EXERCISE AIM
Write out these lines word for word, from the line that contains "On-screen element detection: the green pasture" through the line that contains "xmin=692 ymin=457 xmax=711 ymax=500", including both of those lines.

RECORDS

## Start

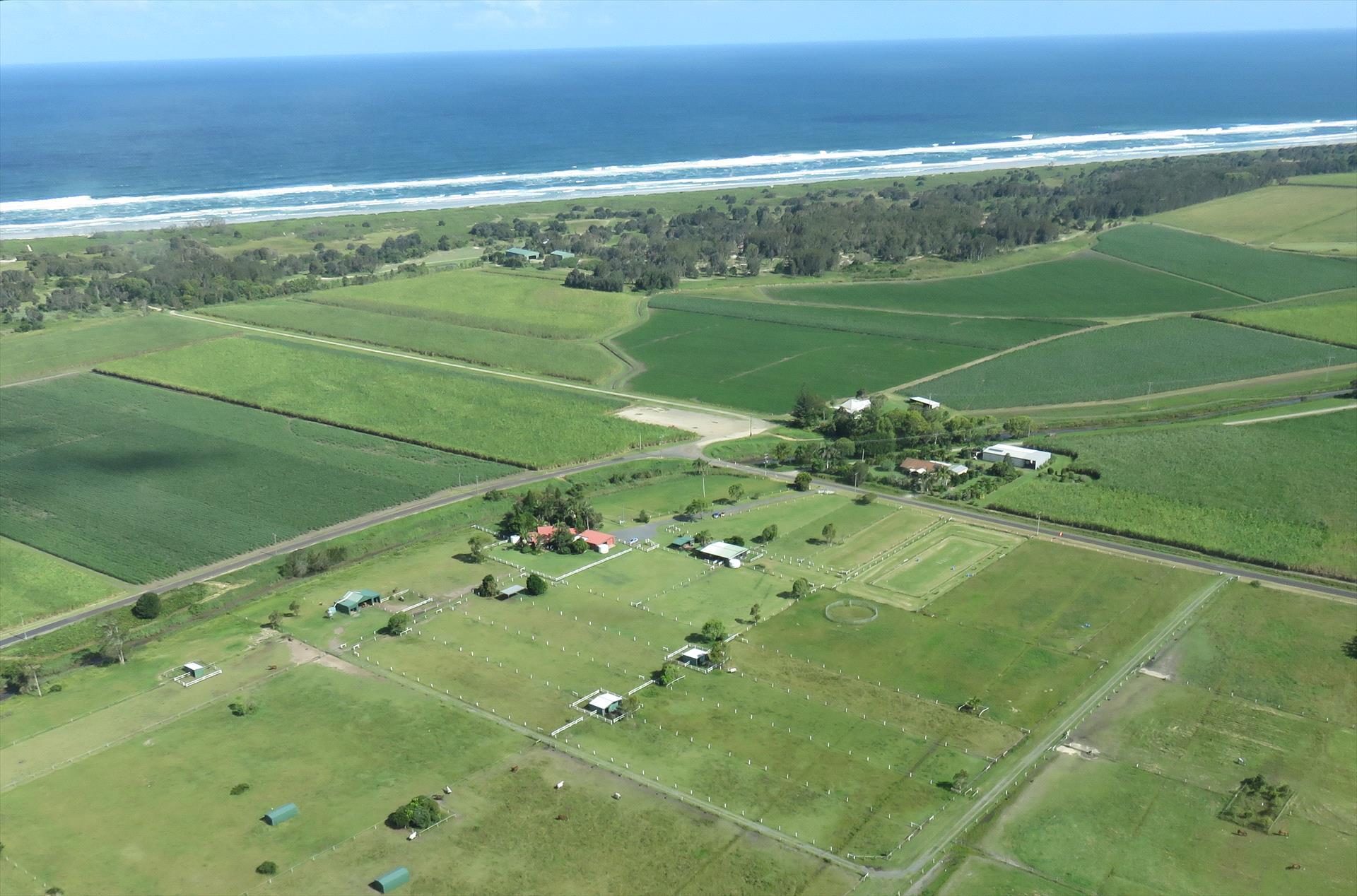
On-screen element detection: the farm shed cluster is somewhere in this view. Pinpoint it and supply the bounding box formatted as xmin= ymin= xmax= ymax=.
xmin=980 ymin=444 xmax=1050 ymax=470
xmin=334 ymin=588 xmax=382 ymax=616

## End
## Start

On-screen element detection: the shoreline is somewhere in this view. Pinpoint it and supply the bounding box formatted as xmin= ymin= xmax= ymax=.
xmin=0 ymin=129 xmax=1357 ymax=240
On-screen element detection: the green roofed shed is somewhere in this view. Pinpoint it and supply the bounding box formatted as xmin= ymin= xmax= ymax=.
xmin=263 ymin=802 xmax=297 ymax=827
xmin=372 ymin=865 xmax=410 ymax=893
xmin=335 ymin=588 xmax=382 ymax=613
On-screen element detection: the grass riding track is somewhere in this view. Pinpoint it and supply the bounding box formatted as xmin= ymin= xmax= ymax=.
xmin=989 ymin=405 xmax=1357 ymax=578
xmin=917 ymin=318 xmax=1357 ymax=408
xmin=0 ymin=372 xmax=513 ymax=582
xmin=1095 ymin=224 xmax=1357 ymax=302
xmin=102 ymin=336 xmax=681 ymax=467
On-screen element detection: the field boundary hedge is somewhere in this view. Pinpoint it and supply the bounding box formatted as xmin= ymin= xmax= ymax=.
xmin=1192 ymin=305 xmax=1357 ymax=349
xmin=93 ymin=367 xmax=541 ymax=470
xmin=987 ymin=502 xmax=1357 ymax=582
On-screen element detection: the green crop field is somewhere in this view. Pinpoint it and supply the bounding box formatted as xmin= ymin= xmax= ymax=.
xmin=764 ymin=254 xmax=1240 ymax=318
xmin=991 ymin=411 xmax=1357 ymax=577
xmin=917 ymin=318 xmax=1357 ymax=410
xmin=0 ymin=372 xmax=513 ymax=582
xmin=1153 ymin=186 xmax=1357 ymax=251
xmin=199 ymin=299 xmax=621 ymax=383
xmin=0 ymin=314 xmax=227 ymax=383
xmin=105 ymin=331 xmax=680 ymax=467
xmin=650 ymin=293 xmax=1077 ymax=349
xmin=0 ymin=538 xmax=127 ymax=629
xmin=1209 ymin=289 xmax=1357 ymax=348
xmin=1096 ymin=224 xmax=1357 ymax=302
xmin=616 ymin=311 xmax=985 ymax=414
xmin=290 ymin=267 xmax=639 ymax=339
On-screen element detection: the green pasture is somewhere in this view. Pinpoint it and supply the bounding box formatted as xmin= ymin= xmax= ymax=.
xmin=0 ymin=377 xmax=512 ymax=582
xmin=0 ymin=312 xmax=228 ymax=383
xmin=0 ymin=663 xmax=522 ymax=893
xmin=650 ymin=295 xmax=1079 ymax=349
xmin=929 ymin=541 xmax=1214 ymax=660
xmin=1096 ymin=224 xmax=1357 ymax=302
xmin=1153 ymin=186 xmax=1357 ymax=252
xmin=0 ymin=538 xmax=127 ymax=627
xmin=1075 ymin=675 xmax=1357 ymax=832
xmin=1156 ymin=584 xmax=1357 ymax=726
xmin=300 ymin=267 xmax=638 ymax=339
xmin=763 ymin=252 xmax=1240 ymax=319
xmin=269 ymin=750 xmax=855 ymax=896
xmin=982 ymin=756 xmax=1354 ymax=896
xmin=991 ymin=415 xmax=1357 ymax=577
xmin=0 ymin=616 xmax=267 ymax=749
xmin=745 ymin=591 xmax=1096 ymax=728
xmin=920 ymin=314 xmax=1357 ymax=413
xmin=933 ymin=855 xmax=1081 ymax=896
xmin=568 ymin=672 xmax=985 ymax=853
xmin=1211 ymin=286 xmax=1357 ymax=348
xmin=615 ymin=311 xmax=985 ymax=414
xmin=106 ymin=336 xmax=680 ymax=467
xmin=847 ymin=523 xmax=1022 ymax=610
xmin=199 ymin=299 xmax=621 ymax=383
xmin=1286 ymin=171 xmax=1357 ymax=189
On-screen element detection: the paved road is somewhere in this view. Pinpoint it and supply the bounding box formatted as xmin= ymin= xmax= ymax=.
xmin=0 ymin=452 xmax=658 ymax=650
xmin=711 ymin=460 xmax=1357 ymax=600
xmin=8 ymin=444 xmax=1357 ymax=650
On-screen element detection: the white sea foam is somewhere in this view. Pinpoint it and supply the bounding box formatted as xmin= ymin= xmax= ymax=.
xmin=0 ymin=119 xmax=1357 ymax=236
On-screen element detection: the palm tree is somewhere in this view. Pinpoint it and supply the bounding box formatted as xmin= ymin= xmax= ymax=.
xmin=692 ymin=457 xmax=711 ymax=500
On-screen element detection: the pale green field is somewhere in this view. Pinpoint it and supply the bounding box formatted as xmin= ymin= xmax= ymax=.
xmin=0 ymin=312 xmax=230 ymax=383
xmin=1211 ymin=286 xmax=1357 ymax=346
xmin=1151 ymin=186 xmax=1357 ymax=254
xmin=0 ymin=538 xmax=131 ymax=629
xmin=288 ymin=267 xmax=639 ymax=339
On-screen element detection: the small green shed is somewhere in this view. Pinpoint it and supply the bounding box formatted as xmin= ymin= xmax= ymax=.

## End

IN RESPONSE
On-screen element detection: the green pasture is somewhere in this view. Pinpoint it and supply the bounding box formatted as xmin= ymin= xmax= ymax=.
xmin=0 ymin=377 xmax=512 ymax=582
xmin=0 ymin=312 xmax=228 ymax=383
xmin=0 ymin=663 xmax=522 ymax=893
xmin=650 ymin=295 xmax=1079 ymax=349
xmin=929 ymin=541 xmax=1214 ymax=660
xmin=1096 ymin=224 xmax=1357 ymax=302
xmin=1153 ymin=186 xmax=1357 ymax=252
xmin=0 ymin=538 xmax=127 ymax=627
xmin=1075 ymin=675 xmax=1357 ymax=832
xmin=1156 ymin=584 xmax=1357 ymax=726
xmin=300 ymin=267 xmax=638 ymax=339
xmin=763 ymin=252 xmax=1240 ymax=319
xmin=269 ymin=750 xmax=855 ymax=896
xmin=982 ymin=756 xmax=1354 ymax=896
xmin=991 ymin=415 xmax=1357 ymax=577
xmin=0 ymin=616 xmax=267 ymax=749
xmin=745 ymin=591 xmax=1096 ymax=728
xmin=920 ymin=314 xmax=1357 ymax=413
xmin=933 ymin=855 xmax=1081 ymax=896
xmin=568 ymin=672 xmax=985 ymax=853
xmin=1211 ymin=286 xmax=1357 ymax=348
xmin=615 ymin=311 xmax=985 ymax=414
xmin=106 ymin=336 xmax=680 ymax=467
xmin=847 ymin=523 xmax=1022 ymax=610
xmin=199 ymin=299 xmax=621 ymax=383
xmin=1286 ymin=171 xmax=1357 ymax=189
On-screen element detection: the paved road is somewhere in this view. Pinpoint it and supply the bounding box formatted as xmin= ymin= xmax= ymax=.
xmin=0 ymin=452 xmax=658 ymax=650
xmin=711 ymin=460 xmax=1357 ymax=600
xmin=8 ymin=444 xmax=1357 ymax=650
On-screen element detection: the white sea foam is somewhere in this view. Pinpoint it and supply the bounding box formatted as xmin= ymin= xmax= ymax=.
xmin=0 ymin=119 xmax=1357 ymax=236
On-screen element detection: the palm tree is somewhere in this view. Pinpoint it and supply the bounding box formatted as xmin= ymin= xmax= ymax=.
xmin=692 ymin=457 xmax=711 ymax=500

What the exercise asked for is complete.